** begin **

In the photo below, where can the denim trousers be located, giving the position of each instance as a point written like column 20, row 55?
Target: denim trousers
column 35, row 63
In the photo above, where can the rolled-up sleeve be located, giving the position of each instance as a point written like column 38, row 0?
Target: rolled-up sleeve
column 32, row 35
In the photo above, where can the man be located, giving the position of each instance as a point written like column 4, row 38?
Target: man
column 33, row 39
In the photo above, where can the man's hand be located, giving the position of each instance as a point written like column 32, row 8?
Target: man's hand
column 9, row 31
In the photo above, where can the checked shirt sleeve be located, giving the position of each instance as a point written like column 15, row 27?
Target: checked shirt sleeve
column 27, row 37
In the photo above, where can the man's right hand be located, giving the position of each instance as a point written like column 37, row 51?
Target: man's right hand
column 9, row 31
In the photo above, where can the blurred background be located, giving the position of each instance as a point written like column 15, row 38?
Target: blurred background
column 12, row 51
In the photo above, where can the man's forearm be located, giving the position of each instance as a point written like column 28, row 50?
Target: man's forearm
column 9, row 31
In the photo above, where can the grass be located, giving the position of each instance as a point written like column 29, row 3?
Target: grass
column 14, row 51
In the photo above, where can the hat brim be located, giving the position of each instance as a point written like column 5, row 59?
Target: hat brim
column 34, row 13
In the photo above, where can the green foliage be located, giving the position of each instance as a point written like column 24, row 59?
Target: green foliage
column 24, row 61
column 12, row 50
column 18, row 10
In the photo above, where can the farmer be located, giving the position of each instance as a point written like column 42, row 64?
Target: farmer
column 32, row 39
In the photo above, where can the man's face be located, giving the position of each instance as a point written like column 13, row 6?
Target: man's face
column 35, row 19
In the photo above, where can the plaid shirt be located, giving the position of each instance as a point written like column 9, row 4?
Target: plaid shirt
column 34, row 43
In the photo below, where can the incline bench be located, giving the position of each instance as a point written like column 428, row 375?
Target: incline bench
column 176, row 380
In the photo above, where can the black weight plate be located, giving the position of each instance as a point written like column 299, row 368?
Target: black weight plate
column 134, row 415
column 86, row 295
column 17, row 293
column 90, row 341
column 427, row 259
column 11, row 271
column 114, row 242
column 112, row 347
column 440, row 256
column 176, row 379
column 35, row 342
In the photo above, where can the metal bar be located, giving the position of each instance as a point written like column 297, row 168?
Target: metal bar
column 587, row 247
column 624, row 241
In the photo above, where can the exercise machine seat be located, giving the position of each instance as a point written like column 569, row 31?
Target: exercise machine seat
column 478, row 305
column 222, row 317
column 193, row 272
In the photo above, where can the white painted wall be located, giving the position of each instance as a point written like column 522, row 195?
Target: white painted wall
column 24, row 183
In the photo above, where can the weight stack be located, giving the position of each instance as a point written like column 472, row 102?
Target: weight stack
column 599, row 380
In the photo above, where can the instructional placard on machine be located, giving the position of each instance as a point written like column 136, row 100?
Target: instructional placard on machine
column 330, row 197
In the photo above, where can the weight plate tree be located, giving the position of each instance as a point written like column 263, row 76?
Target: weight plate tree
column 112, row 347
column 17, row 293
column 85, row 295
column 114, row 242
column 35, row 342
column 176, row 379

** end **

◆ **Exercise directions**:
Rewrite the lines above as a numbered list, leaving out any blank lines.

◆ **Task response**:
1. In the photo below, where can the denim trousers be located, giving the position of each instance as a point written like column 20, row 55?
2. Target: denim trousers
3. column 35, row 63
4. In the photo above, where can the rolled-up sleeve be located, giving the position of each instance as a point written like column 38, row 0?
5. Target: rolled-up sleeve
6. column 32, row 35
7. In the photo above, where can the man be located, giving the position of each instance as a point written like column 4, row 38?
8. Target: man
9. column 33, row 39
10. In the photo above, where can the man's hand be located, giving the position of each instance as a point written like column 32, row 8?
11. Target: man's hand
12. column 9, row 31
13. In the photo above, where can the checked shirt sleeve be located, giving the position of each instance as a point written like column 15, row 27?
14. Target: checked shirt sleeve
15. column 27, row 37
16. In the photo above, where can the man's right hand be located, giving the position of each instance as a point written like column 37, row 51?
17. Target: man's right hand
18. column 9, row 31
19. In the photo above, where can the blurred background be located, giving the position of each instance as a point written like column 15, row 38?
20. Target: blurred background
21. column 12, row 51
22. In the photo above, where can the man's forearm be located, giving the position of each instance as a point written like column 28, row 50?
23. Target: man's forearm
24. column 9, row 31
25. In the photo above, where can the grass be located, giving the position of each instance as a point written like column 29, row 3?
26. Target: grass
27. column 14, row 51
28. In the photo above, where can the hat brim be located, giving the position of each instance as a point written like column 5, row 59?
29. Target: hat brim
30. column 34, row 13
31. In the photo above, where can the green foliage be located, giving the position of each instance as a point written like column 24, row 59?
32. Target: green foliage
33. column 24, row 61
34. column 12, row 50
35. column 18, row 10
36. In the photo above, where can the farmer be located, giving the position of each instance as a point written like column 42, row 64?
37. Target: farmer
38. column 32, row 39
39. In the photo above, where can the man's face be located, giving the position of each instance as a point written like column 13, row 6?
40. Target: man's face
41. column 35, row 19
42. In the photo above, where can the plaid shirt be located, giving the position of each instance as a point written like column 9, row 4?
43. Target: plaid shirt
44. column 34, row 43
45. In the photo below, where can the incline bench be located, giving the position of each instance as a point written like column 428, row 375?
46. Target: incline bench
47. column 176, row 380
48. In the photo above, where can the black weight plate be located, giving the position of each instance as a point written like column 299, row 368?
49. Target: black weight plate
50. column 134, row 415
51. column 86, row 295
52. column 17, row 293
53. column 90, row 341
54. column 427, row 259
55. column 11, row 271
56. column 114, row 242
57. column 112, row 347
58. column 440, row 256
59. column 176, row 379
60. column 35, row 342
61. In the photo above, where can the metal bar be located, giving the position of each instance as a point written like column 297, row 168?
62. Target: metal bar
63. column 587, row 247
64. column 624, row 241
65. In the photo above, where can the exercise machine seat be located, giving the position of each instance as a point written like column 569, row 31?
66. Target: exercise machine seat
67. column 478, row 305
68. column 222, row 317
69. column 193, row 272
70. In the photo above, where can the white painted wall be located, giving the position of each instance as a point written like column 522, row 195?
71. Target: white painted wall
72. column 24, row 183
73. In the photo above, where can the weight stack be located, giving the position of each instance as a point written like column 472, row 102?
74. Target: weight stack
75. column 599, row 380
76. In the photo above, where can the instructional placard on machine be located, giving the position of each instance as a point written like column 136, row 100?
77. Target: instructional placard on machine
78. column 330, row 197
79. In the photo above, where can the weight plate tree be located, giving the position of each instance as a point written like column 263, row 76?
80. Target: weight plate tree
81. column 112, row 347
82. column 17, row 293
83. column 85, row 295
84. column 114, row 242
85. column 35, row 342
86. column 176, row 379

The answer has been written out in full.